Estratto del testo -
_ _ _ _

Condomino e cosa comune: Corte di Cassazione, sentenza n.° 14652 del 11 giugno 2013

1. Massima.

In tema di condominio, ai sensi dell’art. 1102 c.c., comma 1, ciascun condomino è libero di servirsi della cosa comune, anche per fine esclusivamente proprio, traendo ogni possibile utilità, purché non alteri la destinazione della cosa comune e consenta un uso paritetico agli altri condomini. L’apertura di finestre ovvero la trasformazione di luce in veduta su un cortile comune rientra nei poteri spettanti ai condomini ai sensi dell’art. 1102 cc., tenuto conto che i cortili comuni, assolvendo alla precipua finalità di dare aria e luce agli immobili circostanti, ben sono fruibili a tale scopo dai condòmini, cui spetta anche la facoltà di praticare aperture che consentano di ricevere aria e luce dal cortile comune o di affacciarsi sullo stesso, senza incontrare le limitazioni prescritte, in tema di luci e vedute, a tutela dei proprietari dei fondi confinanti di proprietà esclusiva. Ed invero, in considerazione della peculiarità del condominio, caratterizzato dalla presenza di una pluralità di unità immobiliari che insistono nel medesimo fabbricato, i diritti e gli obblighi dei partecipanti vanno necessariamente determinati alla luce della disciplina dettata dall’art. 1102 c.c.: qualora il condòmino abbia utilizzato i beni comuni nell’ambito dei poteri e dei limiti stabiliti dalla norma sopra richiamata, l’esercizio legittimo dei diritti spettanti al condomino iure proprietatis esclude che possano invocarsi le violazioni delle norme dettate in materia di distanze fra proprietà confinanti.

 

2. Questione.

I proprietari di alcune unità immobiliari, facenti parte dello stesso edificio, citano davanti al tribunale la Sig. ra B., chiedendone la condanna della convenuta alla eliminazione di “una tettoia ed un vano sottostante la finestra degli attori” in quanto tali opere sarebbero state realizzate in violazione del disposto dell’art. 907 c.c..Gli attori chiedevano altresì l’eliminazione delle vedute nel cortile, nonché delle finestre tutte realizzate dalla stessa convenuta, con la precisazione che, con riferimento alle vedute, queste sarebbero state realizzate abusivamente. Invece le finestre sarebbero state ricavate mediante opere di modifica degli originali punti luce. In particolare, gli attori sostengono che con tale opera la convenuta avrebbe fatto un uso arbitrario del muro perimetrale, e ciò avrebbe comportato una serie di conseguenze:

-un incremento del carico sulla struttura portante del fabbricato,

-una lesione al decoro architettonico di quest’ultimo,

-i locali, ubicati sotto la proprietà degli attori, risulterebbero illegittimamente modificati nella loro destinazione.

Oltre alle predette eliminazioni gli attori chiedono anche il risarcimento del danno.

_ _ _ _

Materiale estratto -
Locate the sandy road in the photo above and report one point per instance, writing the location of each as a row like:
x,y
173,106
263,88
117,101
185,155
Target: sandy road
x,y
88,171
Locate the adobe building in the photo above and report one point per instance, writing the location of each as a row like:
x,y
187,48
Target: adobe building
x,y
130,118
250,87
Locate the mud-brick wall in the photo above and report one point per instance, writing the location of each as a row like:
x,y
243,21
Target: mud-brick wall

_ _ _ _

Obiettivo - Prosegui il testo sulla sentenza della Cassazione in tema di condominio, partendo dopo l'ultima frase riportata. Per questo lavoro le voci non servono.

Esercizio svolto -
La convenuta basa la propria difesa sostanzialmente affermando che ha eseguito soltanto opere di ristrutturazione e non di costruzione ex novo, in quanto “la tettoia ed il casotto” erano già stati costruiti sin dal 1951. Inoltre, sostiene che è stato invece proprio l’attore ad aver eseguito alcune costruzioni commettendo un abuso edilizio. Di conseguenza la convenuta propone domanda riconvenzionale a mezzo della quale chiede la demolizione delle suddette “abusive costruzioni, limitatamente a quelle lesive dei suoi diritti”, la restituzione della loro quota per quel che riguarda l’esecuzione di alcuni lavori, nonché la demolizione delle scale costruite dagli attori. Il giudice di primo grado, dopo aver eseguito l’istruttoria anche mediante l’ausilio della C.T.U., accoglie in parte la domanda dell’attore, e condanna la convenuta a demolire parte dell’opera fino al ripristino della regolare distanza, conformemente a quanto dispone l’art. 907 c.c.. Vengono integralmente respinte le domande riconvenzionali.

 

3. Il giudizio in appello.

La Sig. ra B interpone appello nel quale insiste nella domanda riconvenzionale a mezzo della quale aveva chiesto la demolizione dell’abuso edilizio realizzato dell’attore. I proprietari (attori in primo grado) resistono e propongono appello incidentale condizionato all’accoglimento di quello principale in riferimento al manufatto posto a distanza illegittima. In questo giudizio la Sig. ra B viene condannata alla chiusura anche del finestrino avendo tale giudice accolto parzialmente l’appello incidentale. Nel giudizio d’Appello vengono introdotte per la prima volta alcune questioni aventi ad oggetto le distanze stabilite dal “Regolamento edilizio del comune di Ercolano”. Ed anche i connessi accertamenti in fatto erano “del tutto diversi da quelli introdotti nel giudizio di primo grado”. Com’è noto, l’art. 345 c.p.c., vieta l’introduzione in appello di domande nuove. Più precisamente, tale norma dispone che le domande nuove proposte in appello devono essere dichiarate inammissibili d’ufficio. E non possono neppure essere proposti né nuovi documenti e né nuovi mezzi di prova, a meno che la parte non riesca  a dimostrare di non aver potuto proporli o produrli in primo grado per causa ad essa non imputabile (Terzo comma, art. 345 c.p.c.). Sulla base di ciò, dunque, tali questioni nel giudizio d’appello “cadevano sotto il divieto di cui all’art. 345 c.p.c.”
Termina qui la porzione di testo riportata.